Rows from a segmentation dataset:
^^^^^^^^

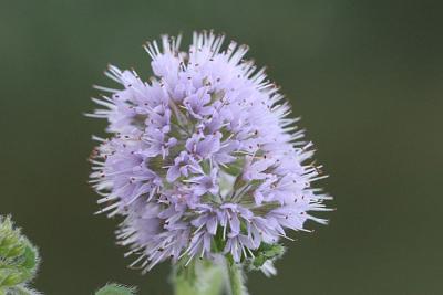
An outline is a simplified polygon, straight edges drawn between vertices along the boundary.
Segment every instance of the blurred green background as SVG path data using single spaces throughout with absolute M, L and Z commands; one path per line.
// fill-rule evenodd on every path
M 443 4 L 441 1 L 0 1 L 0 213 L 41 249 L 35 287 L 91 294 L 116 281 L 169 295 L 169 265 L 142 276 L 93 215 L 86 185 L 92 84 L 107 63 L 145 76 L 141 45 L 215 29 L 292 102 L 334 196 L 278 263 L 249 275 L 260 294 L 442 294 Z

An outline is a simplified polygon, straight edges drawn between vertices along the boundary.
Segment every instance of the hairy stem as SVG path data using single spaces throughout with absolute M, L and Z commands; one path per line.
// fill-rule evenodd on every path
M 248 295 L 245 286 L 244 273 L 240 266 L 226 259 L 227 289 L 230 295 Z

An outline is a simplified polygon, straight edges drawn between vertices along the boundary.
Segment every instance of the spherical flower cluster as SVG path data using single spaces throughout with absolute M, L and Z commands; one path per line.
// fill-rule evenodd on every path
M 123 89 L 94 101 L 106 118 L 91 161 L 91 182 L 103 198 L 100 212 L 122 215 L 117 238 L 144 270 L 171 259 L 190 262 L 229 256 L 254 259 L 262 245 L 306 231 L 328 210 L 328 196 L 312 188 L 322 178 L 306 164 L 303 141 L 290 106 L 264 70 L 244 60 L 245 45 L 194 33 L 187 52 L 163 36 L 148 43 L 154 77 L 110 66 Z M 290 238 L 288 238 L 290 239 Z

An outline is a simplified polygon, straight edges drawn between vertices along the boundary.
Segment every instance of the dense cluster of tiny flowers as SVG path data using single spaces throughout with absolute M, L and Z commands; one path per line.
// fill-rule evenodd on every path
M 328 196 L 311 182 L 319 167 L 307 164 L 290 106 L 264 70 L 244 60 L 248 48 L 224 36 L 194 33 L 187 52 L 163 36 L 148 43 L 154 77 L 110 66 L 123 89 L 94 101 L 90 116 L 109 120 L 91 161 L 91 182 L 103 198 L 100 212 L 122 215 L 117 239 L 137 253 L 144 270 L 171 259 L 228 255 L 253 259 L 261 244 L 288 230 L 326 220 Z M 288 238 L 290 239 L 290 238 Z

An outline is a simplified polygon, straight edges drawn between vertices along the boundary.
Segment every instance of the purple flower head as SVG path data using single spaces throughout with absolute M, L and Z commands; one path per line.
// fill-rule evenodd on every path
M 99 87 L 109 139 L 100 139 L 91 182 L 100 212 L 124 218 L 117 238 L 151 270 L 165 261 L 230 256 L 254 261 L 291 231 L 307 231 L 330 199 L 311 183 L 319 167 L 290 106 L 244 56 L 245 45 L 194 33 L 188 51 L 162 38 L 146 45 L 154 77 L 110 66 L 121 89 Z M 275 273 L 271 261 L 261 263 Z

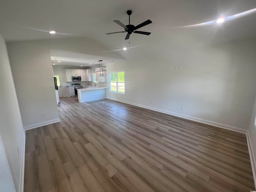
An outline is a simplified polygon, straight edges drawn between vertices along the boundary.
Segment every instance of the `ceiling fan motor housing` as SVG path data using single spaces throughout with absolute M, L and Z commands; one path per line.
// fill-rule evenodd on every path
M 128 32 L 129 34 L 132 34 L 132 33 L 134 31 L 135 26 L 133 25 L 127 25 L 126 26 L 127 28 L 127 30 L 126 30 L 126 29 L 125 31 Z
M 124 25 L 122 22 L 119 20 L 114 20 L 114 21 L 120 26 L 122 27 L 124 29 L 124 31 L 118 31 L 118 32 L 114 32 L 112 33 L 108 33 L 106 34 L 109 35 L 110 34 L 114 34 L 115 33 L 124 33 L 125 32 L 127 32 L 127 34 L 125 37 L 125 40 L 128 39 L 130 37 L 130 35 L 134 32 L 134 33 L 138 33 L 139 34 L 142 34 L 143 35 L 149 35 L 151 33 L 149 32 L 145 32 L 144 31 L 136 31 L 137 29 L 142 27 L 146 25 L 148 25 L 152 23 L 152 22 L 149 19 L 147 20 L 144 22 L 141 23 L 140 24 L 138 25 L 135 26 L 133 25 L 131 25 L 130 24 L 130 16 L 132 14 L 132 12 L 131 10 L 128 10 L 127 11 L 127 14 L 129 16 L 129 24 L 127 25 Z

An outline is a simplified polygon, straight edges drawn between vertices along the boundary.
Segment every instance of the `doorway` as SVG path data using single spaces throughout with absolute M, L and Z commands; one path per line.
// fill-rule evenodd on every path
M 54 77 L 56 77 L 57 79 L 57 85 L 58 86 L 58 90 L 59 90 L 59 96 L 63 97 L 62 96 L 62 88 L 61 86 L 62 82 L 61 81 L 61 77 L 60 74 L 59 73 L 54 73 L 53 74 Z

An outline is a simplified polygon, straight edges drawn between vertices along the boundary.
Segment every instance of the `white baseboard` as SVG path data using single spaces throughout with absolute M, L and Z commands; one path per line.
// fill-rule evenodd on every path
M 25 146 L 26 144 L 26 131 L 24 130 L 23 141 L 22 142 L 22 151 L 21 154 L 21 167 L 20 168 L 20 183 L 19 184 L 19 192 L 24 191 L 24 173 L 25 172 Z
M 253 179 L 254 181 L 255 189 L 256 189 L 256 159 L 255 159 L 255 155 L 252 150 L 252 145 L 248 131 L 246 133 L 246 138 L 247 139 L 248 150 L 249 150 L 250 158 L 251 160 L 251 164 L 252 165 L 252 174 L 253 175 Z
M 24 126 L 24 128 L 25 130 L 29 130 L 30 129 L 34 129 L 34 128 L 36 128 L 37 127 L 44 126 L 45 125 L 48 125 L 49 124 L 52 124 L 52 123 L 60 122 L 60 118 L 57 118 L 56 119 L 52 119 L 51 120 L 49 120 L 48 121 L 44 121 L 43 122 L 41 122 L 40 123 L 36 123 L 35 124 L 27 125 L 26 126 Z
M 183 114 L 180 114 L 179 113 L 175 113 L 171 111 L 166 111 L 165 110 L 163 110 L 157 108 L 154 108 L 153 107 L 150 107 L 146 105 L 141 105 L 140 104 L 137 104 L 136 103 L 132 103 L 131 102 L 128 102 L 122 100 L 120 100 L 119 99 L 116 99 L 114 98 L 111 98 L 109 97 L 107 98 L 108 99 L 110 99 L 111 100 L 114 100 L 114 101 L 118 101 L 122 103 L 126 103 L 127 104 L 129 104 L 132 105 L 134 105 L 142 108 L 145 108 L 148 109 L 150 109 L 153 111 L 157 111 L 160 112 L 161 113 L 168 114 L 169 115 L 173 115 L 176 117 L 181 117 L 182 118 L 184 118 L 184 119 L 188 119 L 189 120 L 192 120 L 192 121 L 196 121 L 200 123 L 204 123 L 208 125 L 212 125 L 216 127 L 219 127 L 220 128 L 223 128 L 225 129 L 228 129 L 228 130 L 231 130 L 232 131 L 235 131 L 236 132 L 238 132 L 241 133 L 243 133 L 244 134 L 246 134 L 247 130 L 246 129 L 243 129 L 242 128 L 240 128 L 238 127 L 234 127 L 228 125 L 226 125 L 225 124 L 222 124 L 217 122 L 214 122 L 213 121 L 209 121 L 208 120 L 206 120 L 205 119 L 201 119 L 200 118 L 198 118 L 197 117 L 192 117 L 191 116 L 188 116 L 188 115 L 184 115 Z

^^^^^^^^

Rewrite the material above with "straight edges" replaced by "straight segments" everywhere and everything else unchanged. Omit the pictures from your answer.

An outline is a simplified polygon, straight segments drawn between vertices along the boundary.
Segment every instance of the blurred green background as SVG path data using single spaces throughout with absolute M, L and Z commands; one path per line.
// fill-rule evenodd on every path
M 443 4 L 441 1 L 0 1 L 0 213 L 41 249 L 35 287 L 91 294 L 116 281 L 169 295 L 169 265 L 142 276 L 93 215 L 86 185 L 92 84 L 107 63 L 145 76 L 141 45 L 215 29 L 292 102 L 334 196 L 278 263 L 249 275 L 260 294 L 442 294 Z

An outline is a simplified polygon, straight segments drawn between vertices along the boundary.
Segment every instance of the hairy stem as SVG path data using single spaces throughout with absolute M, L and Z commands; one path per line.
// fill-rule evenodd on every path
M 248 295 L 245 286 L 244 273 L 240 266 L 226 259 L 227 289 L 230 295 Z

An outline is a simplified polygon, straight segments drawn between vertices along the boundary.
Segment every instance of the spherical flower cluster as SVG path data using single spaces throughout with absolute M, L and Z commands; one path per line.
// fill-rule evenodd on every path
M 123 89 L 94 101 L 106 118 L 91 161 L 91 182 L 103 198 L 100 212 L 122 215 L 117 238 L 144 270 L 171 259 L 190 262 L 229 256 L 254 259 L 262 245 L 306 231 L 328 210 L 328 196 L 312 188 L 322 178 L 306 164 L 303 141 L 290 106 L 264 70 L 244 60 L 245 45 L 194 33 L 187 52 L 163 36 L 148 43 L 154 77 L 110 66 Z M 290 238 L 288 238 L 290 239 Z

An outline is a simplified polygon, straight segments drawn between vertices along the boundary.
Segment every instance of the dense cluster of tiny flowers as SVG path data using single spaces throughout with absolute M, L and Z commands; one path per line.
// fill-rule evenodd on every path
M 328 196 L 311 182 L 319 167 L 307 164 L 290 106 L 264 70 L 244 60 L 248 48 L 224 36 L 194 33 L 187 52 L 163 36 L 148 43 L 154 77 L 110 66 L 123 89 L 94 101 L 90 116 L 109 120 L 91 161 L 91 182 L 103 198 L 100 212 L 122 215 L 117 239 L 137 253 L 144 270 L 171 259 L 228 255 L 253 259 L 261 244 L 288 230 L 326 220 Z M 288 238 L 290 239 L 290 238 Z

An outline is a simplified polygon, straight segments drawn between vertices along the boundary.
Segment every instance of the purple flower head as SVG path data using single spaces throughout with absolute M, L and Z commands; one path per line.
// fill-rule evenodd on every path
M 99 87 L 109 139 L 100 139 L 91 182 L 100 212 L 124 218 L 117 238 L 151 270 L 165 261 L 230 256 L 254 261 L 291 231 L 307 231 L 330 199 L 311 183 L 319 167 L 290 106 L 244 56 L 245 45 L 194 33 L 188 51 L 162 38 L 146 45 L 154 77 L 110 66 L 121 89 Z M 275 273 L 271 261 L 261 263 Z

An outline is a simplified polygon, straight segments drawn between vertices along the boundary.
Segment every instance of the `ceiling fan motor housing` as SVG path data using single spaces throughout with absolute M, L and Z commands; one path per line.
// fill-rule evenodd on every path
M 128 32 L 129 34 L 132 34 L 132 33 L 134 31 L 135 26 L 133 25 L 127 25 L 126 26 L 127 28 L 127 30 L 126 30 L 126 29 L 125 31 Z
M 124 25 L 122 22 L 119 20 L 114 20 L 114 21 L 120 26 L 122 27 L 124 29 L 124 31 L 118 31 L 118 32 L 114 32 L 112 33 L 108 33 L 106 34 L 109 35 L 110 34 L 114 34 L 115 33 L 124 33 L 125 32 L 127 32 L 127 34 L 125 37 L 125 40 L 128 39 L 130 37 L 130 35 L 134 32 L 134 33 L 138 33 L 139 34 L 142 34 L 143 35 L 149 35 L 151 33 L 149 32 L 145 32 L 144 31 L 136 31 L 137 29 L 142 27 L 146 25 L 148 25 L 152 23 L 152 22 L 149 19 L 147 20 L 144 22 L 141 23 L 140 24 L 138 25 L 135 26 L 133 25 L 131 25 L 130 24 L 130 16 L 132 14 L 132 12 L 131 10 L 128 10 L 127 11 L 127 14 L 129 16 L 129 24 L 127 25 Z

An outline is a simplified polygon, straight segments drawn between vertices along the boundary.
Segment every instance of the `doorway` as SVG path data using single spaces throughout with absolute M, L and Z commands; one path per line.
// fill-rule evenodd on every path
M 54 77 L 56 77 L 57 79 L 57 85 L 58 86 L 58 90 L 59 90 L 59 96 L 63 97 L 62 96 L 62 88 L 61 86 L 62 82 L 61 81 L 61 77 L 60 74 L 59 73 L 54 73 L 53 74 Z

An outline is a simplified polygon, straight segments drawn between vertices along the boundary.
Segment every instance of the `white baseboard` as SVG path data using single spaces throughout with absolute M, L and Z commands; one path per line.
// fill-rule evenodd on every path
M 25 146 L 26 144 L 26 131 L 24 130 L 23 141 L 22 142 L 22 151 L 21 154 L 21 167 L 20 168 L 20 183 L 19 184 L 19 192 L 24 191 L 24 173 L 25 172 Z
M 253 179 L 254 181 L 255 189 L 256 189 L 256 159 L 255 159 L 255 155 L 252 150 L 252 145 L 248 131 L 246 133 L 246 138 L 247 139 L 248 150 L 249 150 L 250 158 L 251 160 L 251 164 L 252 165 L 252 174 L 253 175 Z
M 24 126 L 24 128 L 25 130 L 29 130 L 30 129 L 34 129 L 34 128 L 36 128 L 37 127 L 44 126 L 45 125 L 48 125 L 49 124 L 52 124 L 52 123 L 60 122 L 60 118 L 57 118 L 56 119 L 52 119 L 51 120 L 49 120 L 48 121 L 44 121 L 43 122 L 41 122 L 40 123 L 36 123 L 35 124 L 27 125 L 26 126 Z
M 183 114 L 180 114 L 179 113 L 175 113 L 171 111 L 166 111 L 165 110 L 163 110 L 157 108 L 154 108 L 153 107 L 150 107 L 146 105 L 141 105 L 140 104 L 137 104 L 136 103 L 132 103 L 131 102 L 128 102 L 122 100 L 120 100 L 119 99 L 116 99 L 114 98 L 111 98 L 109 97 L 107 98 L 108 99 L 110 99 L 111 100 L 114 100 L 114 101 L 118 101 L 122 103 L 126 103 L 127 104 L 129 104 L 132 105 L 134 105 L 142 108 L 145 108 L 148 109 L 150 109 L 153 111 L 157 111 L 160 112 L 161 113 L 168 114 L 169 115 L 173 115 L 176 117 L 181 117 L 182 118 L 184 118 L 184 119 L 188 119 L 189 120 L 192 120 L 192 121 L 196 121 L 200 123 L 204 123 L 208 125 L 212 125 L 216 127 L 219 127 L 220 128 L 223 128 L 225 129 L 228 129 L 228 130 L 231 130 L 232 131 L 235 131 L 236 132 L 238 132 L 241 133 L 243 133 L 244 134 L 246 134 L 247 130 L 246 129 L 243 129 L 242 128 L 240 128 L 238 127 L 234 127 L 228 125 L 226 125 L 225 124 L 222 124 L 217 122 L 214 122 L 213 121 L 209 121 L 208 120 L 206 120 L 205 119 L 201 119 L 200 118 L 198 118 L 197 117 L 192 117 L 191 116 L 188 116 L 188 115 L 184 115 Z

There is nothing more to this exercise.